#### [Exercise prompt]
Shift every coordinate in the answers by adding 27 to each number, then write out everything from the line containing "of the taxiway" down to the end of the lines, both ends included, with all requests kept as they appear.

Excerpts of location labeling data
>>>

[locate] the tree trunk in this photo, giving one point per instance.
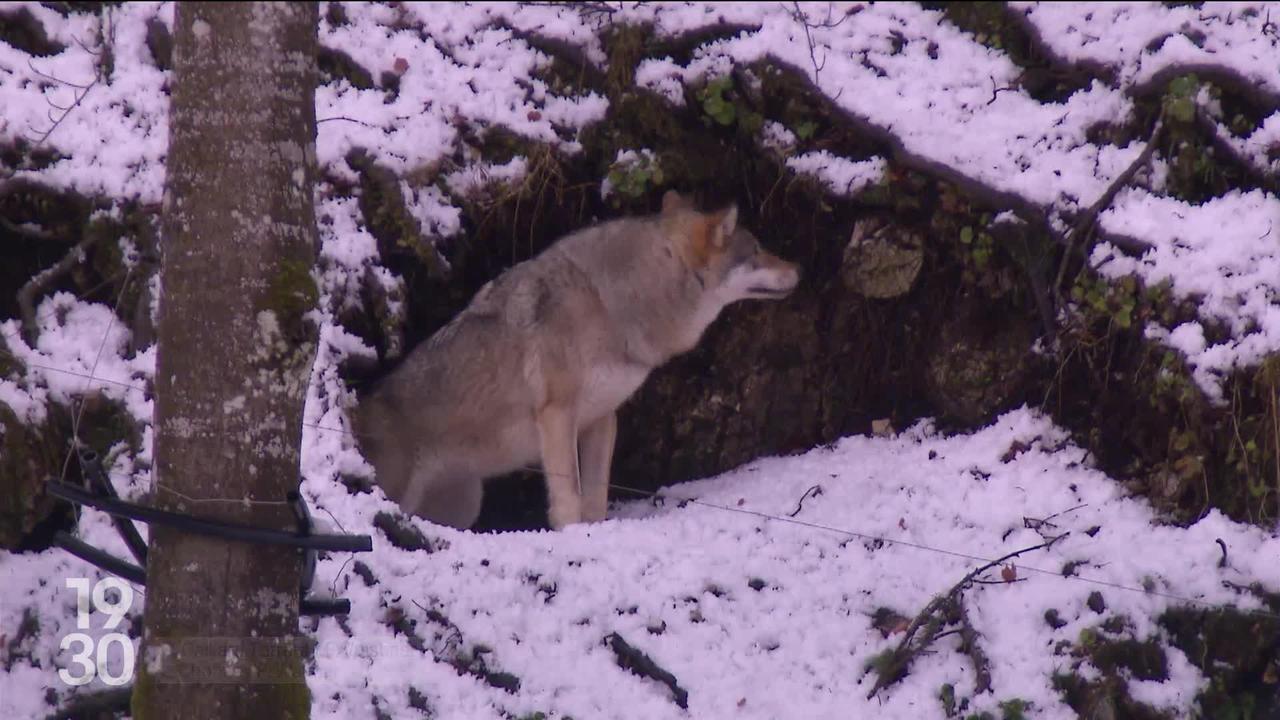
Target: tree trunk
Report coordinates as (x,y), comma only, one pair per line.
(234,356)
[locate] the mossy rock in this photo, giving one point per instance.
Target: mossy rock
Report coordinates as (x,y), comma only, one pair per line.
(881,260)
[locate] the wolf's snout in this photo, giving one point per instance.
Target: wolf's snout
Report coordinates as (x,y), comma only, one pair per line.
(782,279)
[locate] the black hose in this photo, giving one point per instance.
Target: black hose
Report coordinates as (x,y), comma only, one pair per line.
(208,527)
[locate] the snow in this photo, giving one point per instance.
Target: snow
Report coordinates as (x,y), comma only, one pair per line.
(755,613)
(841,176)
(1224,253)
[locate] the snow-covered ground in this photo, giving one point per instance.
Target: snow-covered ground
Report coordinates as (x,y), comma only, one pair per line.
(753,616)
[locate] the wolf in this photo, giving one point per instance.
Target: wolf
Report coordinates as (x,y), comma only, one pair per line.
(536,367)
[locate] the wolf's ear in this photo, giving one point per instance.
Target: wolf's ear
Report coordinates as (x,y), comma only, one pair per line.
(672,201)
(726,222)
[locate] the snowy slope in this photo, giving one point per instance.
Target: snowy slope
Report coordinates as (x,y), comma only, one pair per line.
(754,616)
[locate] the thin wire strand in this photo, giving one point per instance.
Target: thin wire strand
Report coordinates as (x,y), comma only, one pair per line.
(101,346)
(940,550)
(845,532)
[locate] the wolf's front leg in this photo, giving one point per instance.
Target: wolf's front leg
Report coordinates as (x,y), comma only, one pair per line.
(558,438)
(595,454)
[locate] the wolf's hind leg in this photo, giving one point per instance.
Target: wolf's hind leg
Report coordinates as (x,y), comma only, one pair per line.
(595,454)
(455,502)
(558,440)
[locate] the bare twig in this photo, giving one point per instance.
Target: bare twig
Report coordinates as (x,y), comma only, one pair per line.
(814,491)
(1086,222)
(970,647)
(809,26)
(636,661)
(935,616)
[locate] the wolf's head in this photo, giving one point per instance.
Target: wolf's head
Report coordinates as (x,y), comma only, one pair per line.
(727,259)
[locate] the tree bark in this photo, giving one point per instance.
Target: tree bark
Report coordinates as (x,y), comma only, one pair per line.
(233,361)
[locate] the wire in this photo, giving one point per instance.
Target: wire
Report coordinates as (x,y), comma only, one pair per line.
(941,551)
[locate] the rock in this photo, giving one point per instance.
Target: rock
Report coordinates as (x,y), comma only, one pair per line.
(882,260)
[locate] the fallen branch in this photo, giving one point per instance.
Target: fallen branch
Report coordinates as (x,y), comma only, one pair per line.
(970,647)
(640,664)
(942,610)
(1084,223)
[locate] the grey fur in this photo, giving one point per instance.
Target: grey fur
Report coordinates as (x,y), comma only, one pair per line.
(539,361)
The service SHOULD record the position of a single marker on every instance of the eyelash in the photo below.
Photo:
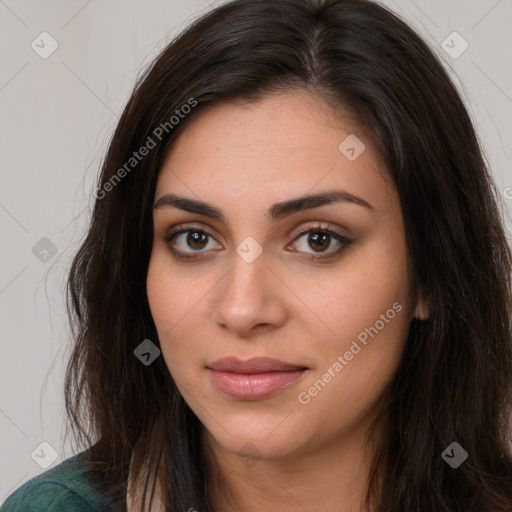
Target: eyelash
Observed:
(312, 228)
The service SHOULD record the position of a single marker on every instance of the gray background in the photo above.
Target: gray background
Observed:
(57, 116)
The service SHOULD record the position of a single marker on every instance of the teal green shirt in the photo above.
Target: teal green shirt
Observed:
(63, 488)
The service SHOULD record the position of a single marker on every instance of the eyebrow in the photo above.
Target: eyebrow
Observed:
(276, 212)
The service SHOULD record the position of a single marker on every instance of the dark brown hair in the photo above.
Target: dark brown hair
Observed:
(454, 381)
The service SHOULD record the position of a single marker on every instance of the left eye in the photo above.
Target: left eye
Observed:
(320, 239)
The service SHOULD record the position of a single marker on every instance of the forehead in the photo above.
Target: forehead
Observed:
(283, 145)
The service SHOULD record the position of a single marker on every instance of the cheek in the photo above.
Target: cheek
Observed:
(175, 301)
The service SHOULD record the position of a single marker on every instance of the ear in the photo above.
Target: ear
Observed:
(422, 309)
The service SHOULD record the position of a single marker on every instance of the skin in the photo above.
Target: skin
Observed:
(242, 158)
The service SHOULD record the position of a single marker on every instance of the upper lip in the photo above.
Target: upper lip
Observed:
(254, 365)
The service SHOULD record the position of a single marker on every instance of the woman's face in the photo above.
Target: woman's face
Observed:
(319, 284)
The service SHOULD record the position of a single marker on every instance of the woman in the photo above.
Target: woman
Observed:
(295, 288)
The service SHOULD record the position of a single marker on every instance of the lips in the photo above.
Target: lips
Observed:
(253, 379)
(255, 365)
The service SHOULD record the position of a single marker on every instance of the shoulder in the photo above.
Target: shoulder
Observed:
(63, 488)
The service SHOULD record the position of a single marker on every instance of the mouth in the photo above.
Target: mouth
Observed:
(254, 379)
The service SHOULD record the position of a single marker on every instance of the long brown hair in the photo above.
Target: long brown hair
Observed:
(454, 381)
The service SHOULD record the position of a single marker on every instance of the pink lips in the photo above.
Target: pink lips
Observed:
(253, 379)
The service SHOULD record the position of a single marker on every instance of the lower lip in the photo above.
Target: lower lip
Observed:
(255, 386)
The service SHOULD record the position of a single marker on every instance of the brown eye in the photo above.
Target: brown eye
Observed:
(317, 240)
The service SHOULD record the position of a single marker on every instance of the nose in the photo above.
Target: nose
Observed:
(249, 298)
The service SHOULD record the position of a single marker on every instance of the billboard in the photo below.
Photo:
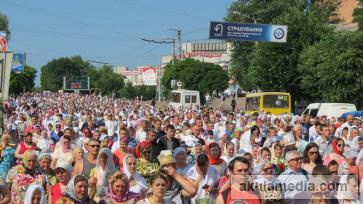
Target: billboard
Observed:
(76, 83)
(18, 62)
(149, 76)
(248, 32)
(3, 41)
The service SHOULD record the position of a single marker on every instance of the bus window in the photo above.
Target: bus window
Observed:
(253, 104)
(275, 101)
(175, 97)
(187, 99)
(194, 99)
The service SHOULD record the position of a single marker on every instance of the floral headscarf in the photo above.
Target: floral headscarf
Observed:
(71, 193)
(25, 163)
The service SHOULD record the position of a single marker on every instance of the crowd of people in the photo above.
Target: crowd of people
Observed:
(63, 148)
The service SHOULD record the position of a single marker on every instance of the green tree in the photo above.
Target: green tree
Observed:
(196, 75)
(108, 81)
(4, 23)
(252, 11)
(52, 73)
(358, 16)
(333, 68)
(274, 66)
(23, 81)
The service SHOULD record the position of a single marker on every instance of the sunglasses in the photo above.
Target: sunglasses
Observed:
(313, 153)
(94, 146)
(340, 145)
(299, 159)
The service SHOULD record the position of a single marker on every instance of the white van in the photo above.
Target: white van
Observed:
(182, 98)
(329, 109)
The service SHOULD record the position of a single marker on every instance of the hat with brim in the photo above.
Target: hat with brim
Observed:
(166, 157)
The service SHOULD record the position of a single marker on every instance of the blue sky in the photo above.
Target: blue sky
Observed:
(106, 30)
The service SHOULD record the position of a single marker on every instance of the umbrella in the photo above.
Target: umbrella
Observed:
(354, 113)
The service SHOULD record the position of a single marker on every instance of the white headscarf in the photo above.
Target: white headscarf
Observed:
(110, 166)
(141, 181)
(30, 191)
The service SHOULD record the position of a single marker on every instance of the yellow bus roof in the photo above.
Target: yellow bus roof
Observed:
(266, 93)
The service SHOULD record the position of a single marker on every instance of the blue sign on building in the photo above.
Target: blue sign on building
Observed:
(18, 63)
(248, 32)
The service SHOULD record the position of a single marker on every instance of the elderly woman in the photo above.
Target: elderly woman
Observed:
(138, 184)
(229, 152)
(25, 174)
(267, 183)
(35, 195)
(180, 156)
(119, 190)
(215, 160)
(105, 167)
(196, 149)
(44, 142)
(158, 186)
(312, 157)
(145, 164)
(7, 156)
(338, 151)
(77, 192)
(63, 174)
(44, 160)
(63, 153)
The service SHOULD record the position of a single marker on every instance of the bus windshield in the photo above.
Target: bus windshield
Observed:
(276, 101)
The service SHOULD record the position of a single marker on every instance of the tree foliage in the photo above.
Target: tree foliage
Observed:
(196, 75)
(273, 66)
(51, 78)
(333, 68)
(23, 81)
(358, 16)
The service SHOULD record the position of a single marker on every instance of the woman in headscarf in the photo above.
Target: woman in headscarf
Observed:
(35, 195)
(267, 184)
(105, 167)
(64, 174)
(119, 190)
(350, 192)
(25, 174)
(145, 164)
(77, 192)
(44, 160)
(215, 160)
(7, 156)
(338, 150)
(311, 157)
(63, 153)
(44, 141)
(277, 158)
(180, 156)
(196, 149)
(137, 183)
(228, 152)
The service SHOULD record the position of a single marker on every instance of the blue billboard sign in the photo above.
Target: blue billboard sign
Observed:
(18, 63)
(248, 32)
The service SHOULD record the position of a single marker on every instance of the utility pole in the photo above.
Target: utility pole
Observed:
(178, 31)
(158, 87)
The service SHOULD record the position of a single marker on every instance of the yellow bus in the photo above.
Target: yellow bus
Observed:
(274, 102)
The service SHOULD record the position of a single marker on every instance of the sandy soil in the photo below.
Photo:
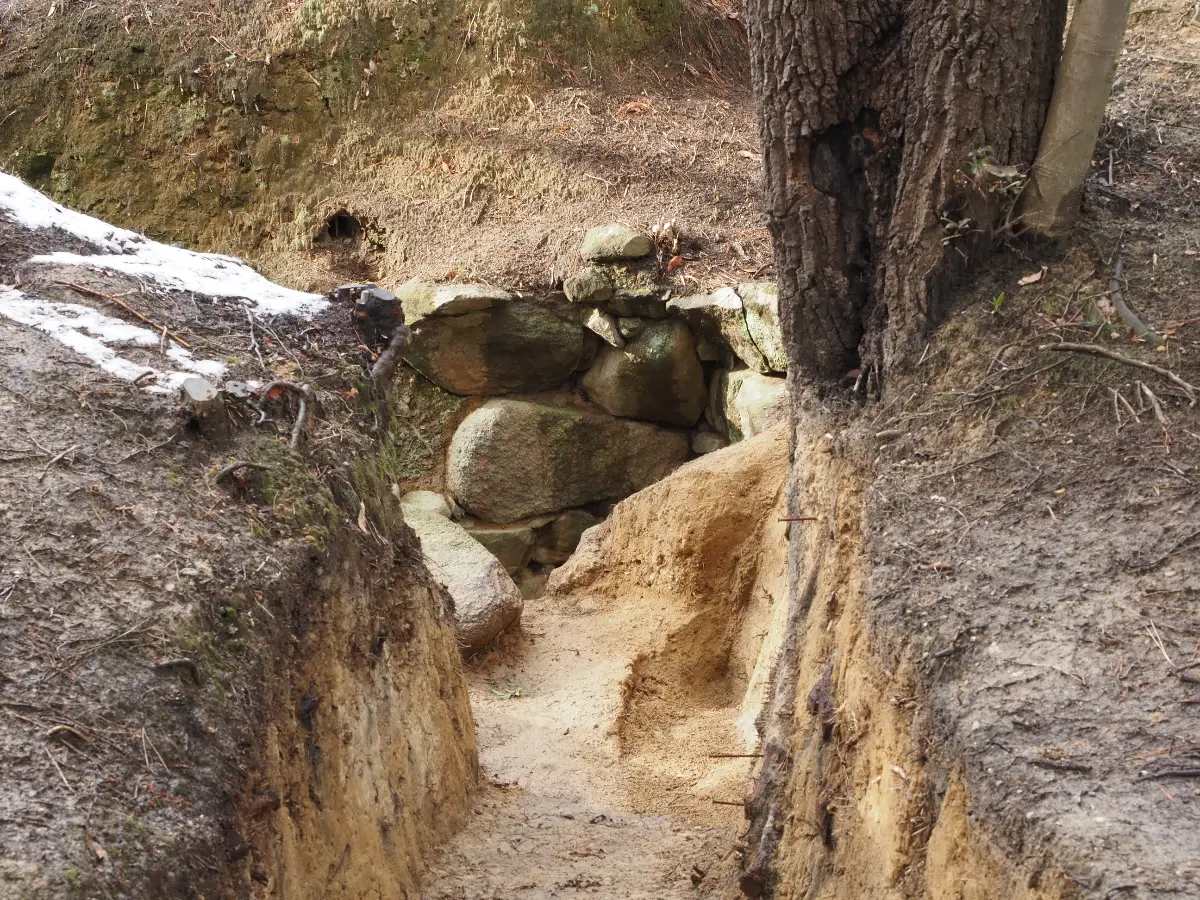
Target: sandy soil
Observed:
(594, 785)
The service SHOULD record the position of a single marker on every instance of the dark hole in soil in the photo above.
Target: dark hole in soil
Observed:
(341, 227)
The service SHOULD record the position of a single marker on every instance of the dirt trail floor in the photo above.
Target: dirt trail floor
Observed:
(601, 761)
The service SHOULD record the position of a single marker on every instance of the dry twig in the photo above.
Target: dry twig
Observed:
(112, 299)
(1189, 389)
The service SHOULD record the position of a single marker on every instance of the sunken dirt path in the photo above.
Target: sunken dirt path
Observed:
(555, 820)
(598, 723)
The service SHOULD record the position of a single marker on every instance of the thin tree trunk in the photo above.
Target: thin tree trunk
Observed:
(1051, 199)
(869, 111)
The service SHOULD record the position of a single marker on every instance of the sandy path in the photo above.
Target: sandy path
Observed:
(599, 720)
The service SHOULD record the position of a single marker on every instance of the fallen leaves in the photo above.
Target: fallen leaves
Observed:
(634, 107)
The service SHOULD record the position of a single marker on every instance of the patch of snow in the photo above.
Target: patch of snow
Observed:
(34, 210)
(90, 334)
(136, 255)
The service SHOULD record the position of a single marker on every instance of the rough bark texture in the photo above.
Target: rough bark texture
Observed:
(869, 111)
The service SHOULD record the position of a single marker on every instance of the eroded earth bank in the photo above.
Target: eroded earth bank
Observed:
(582, 595)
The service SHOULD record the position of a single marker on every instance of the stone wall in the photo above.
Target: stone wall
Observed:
(582, 397)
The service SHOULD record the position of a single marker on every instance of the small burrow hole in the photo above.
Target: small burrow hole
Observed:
(341, 228)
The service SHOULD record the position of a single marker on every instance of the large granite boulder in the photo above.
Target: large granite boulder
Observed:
(604, 325)
(513, 460)
(745, 403)
(658, 377)
(486, 600)
(589, 286)
(719, 319)
(615, 243)
(513, 545)
(508, 348)
(760, 300)
(421, 298)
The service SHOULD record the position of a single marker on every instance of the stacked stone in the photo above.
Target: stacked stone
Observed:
(585, 397)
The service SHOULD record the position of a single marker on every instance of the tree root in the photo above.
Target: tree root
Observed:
(1186, 387)
(235, 467)
(1128, 316)
(305, 393)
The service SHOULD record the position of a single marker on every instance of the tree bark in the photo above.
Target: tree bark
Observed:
(869, 111)
(1051, 201)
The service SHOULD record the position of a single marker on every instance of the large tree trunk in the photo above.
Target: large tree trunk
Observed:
(1051, 201)
(869, 112)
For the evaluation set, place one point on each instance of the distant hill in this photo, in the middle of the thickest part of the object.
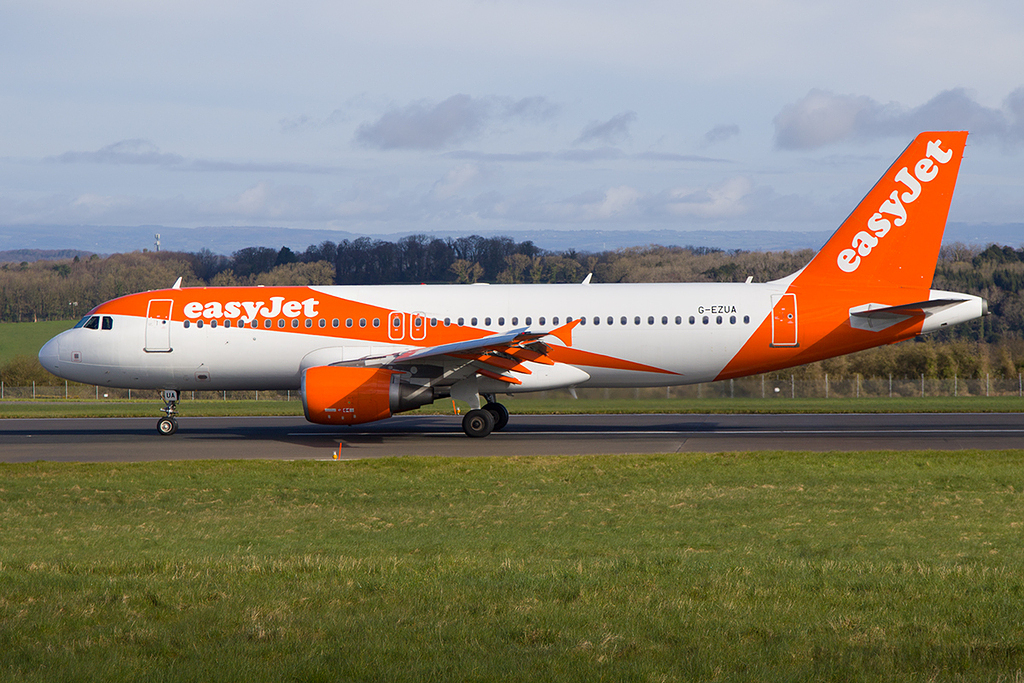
(29, 243)
(33, 255)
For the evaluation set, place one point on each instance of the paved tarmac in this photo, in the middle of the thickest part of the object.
(131, 439)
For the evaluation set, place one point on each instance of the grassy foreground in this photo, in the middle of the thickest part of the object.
(715, 567)
(528, 406)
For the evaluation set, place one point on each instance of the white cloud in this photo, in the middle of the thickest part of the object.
(456, 180)
(824, 118)
(614, 129)
(721, 133)
(125, 152)
(728, 200)
(424, 125)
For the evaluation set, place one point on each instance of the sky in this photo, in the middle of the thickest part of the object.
(500, 117)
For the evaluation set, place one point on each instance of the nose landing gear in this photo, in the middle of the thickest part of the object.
(481, 422)
(168, 425)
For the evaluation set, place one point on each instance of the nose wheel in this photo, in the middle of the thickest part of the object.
(167, 425)
(481, 422)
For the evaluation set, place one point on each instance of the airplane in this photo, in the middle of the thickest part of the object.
(360, 353)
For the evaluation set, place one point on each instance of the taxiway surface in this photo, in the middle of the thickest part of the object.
(127, 439)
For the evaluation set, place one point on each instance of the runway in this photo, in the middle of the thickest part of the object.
(135, 439)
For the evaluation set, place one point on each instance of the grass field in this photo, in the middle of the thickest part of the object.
(91, 409)
(28, 338)
(776, 566)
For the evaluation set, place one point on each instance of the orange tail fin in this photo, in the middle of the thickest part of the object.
(892, 238)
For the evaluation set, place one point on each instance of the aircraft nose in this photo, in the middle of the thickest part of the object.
(49, 355)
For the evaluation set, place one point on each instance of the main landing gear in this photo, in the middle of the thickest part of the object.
(481, 422)
(167, 425)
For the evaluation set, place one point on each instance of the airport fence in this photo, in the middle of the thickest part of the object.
(768, 387)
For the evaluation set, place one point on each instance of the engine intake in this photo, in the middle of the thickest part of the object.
(333, 395)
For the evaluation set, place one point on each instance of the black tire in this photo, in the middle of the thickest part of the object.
(478, 423)
(167, 426)
(501, 415)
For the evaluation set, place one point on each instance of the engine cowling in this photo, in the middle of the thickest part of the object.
(333, 395)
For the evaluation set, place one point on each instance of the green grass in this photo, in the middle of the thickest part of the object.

<<<

#### [In response]
For the evaluation set, place one point on each instance of the taxiway surface in this photo, in the middle of the thickest part of the object.
(154, 466)
For the evaluation set, place one point on each instance of the runway in this photo, in the middle of the thickest part of the object.
(162, 466)
For the evaluation set, place one point on each instance of the grass field in this photo, in the middle of the thickest part of the object.
(118, 436)
(55, 365)
(803, 593)
For the evaluation set, place one point on each instance of the orange tail fin in this photo, in the middle of the thickest part of the object.
(919, 265)
For the evaluation set, place one point on each instance of the aircraft nose in this photo, in the middle of the thickest part of the object.
(76, 382)
For the evaluation set, place one point on each instance of the main landing gear in this photo, in the middle of the thickest part of the object.
(508, 449)
(194, 452)
For the evaluation set, place one point on each instance of the airport fence in this photo, in the middle of the thickest part of the object.
(795, 414)
For the evaluation set, place one point on each instance of the engine intake in this photo, in the middle of the thickest part of the object.
(360, 422)
For the evaluation set, place one point on each instance of the black tire in this photo, in the middle of the thickest part of the object.
(505, 450)
(194, 453)
(528, 442)
For the evaluation set, place one point on each instance of the engine cowling in this photo, in the middle of the thickest part of the object.
(360, 422)
For the evaluation set, place one point on each instance of the green grass in this photo, in the middle of the thickest part of the object.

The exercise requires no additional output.